*Enunciado da tarefa*: Edite a crítica sobre "Jackie Brown": reescreva o trecho entre "Os elementos recorrentes" e "do som ambiente.", inclusive, trocando "trilha sonora" por "música".

*Texto apresentado*:

--------------------------------------------------

Quentin Tarantino é, sem dúvida, um autor. Numa década em que os diretores são cada vez mais peças menores no tabuleiro de Hollywood, ele consegue imprimir uma assinatura em todos os seus trabalhos. "Jackie Brown", sua releitura do cinema realista dos anos 70, prova a existência de um universo tarantinesco.
Os elementos recorrentes da obra do diretor estão presentes. Os personagens falam pelos cotovelos e têm uma atitude cool diante da violência e do perigo. Todos vestem roupas de gosto muito além do duvidoso. Algumas cenas são marcadas seguindo a trilha sonora (e não o contrário, como é comum), a luz é bem reduzida nas tomadas internas e o áudio é gravado com microfones direcionais, privilegiando pequenos ruídos num nível acima do som ambiente.
Tudo isso já estava em "Cães de Aluguel" e "Pulp Fiction". No entanto, Tarantino fez um filme completamente diferente.
O mais incrível é perceber que Tarantino já tem uma obra tão poderosa a ponto de permitir esse jogo de referências e comparações, com apenas três filmes no currículo -além do episódio que dirigiu em "Grande Hotel" e dos roteiros que escreveu para Oliver Stone, Tony Scott e Robert Rodriguez.

--------------------------------------------------

*Dados fornecidos*:
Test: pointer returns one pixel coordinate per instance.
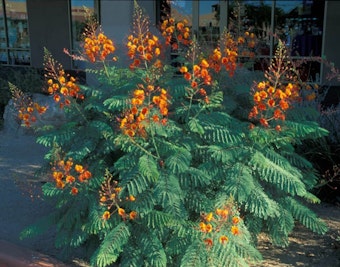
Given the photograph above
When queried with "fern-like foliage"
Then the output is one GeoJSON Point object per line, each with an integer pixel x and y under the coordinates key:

--------------------------------------------------

*Exercício resolvido*:
Os elementos recorrentes da obra do diretor estão presentes. Os personagens falam pelos cotovelos e têm uma atitude cool diante da violência e do perigo. Todos vestem roupas de gosto muito além do duvidoso. Algumas cenas são marcadas seguindo a música (e não o contrário, como é comum), a luz é bem reduzida nas tomadas internas e o áudio é gravado com microfones direcionais, privilegiando pequenos ruídos num nível acima do som ambiente.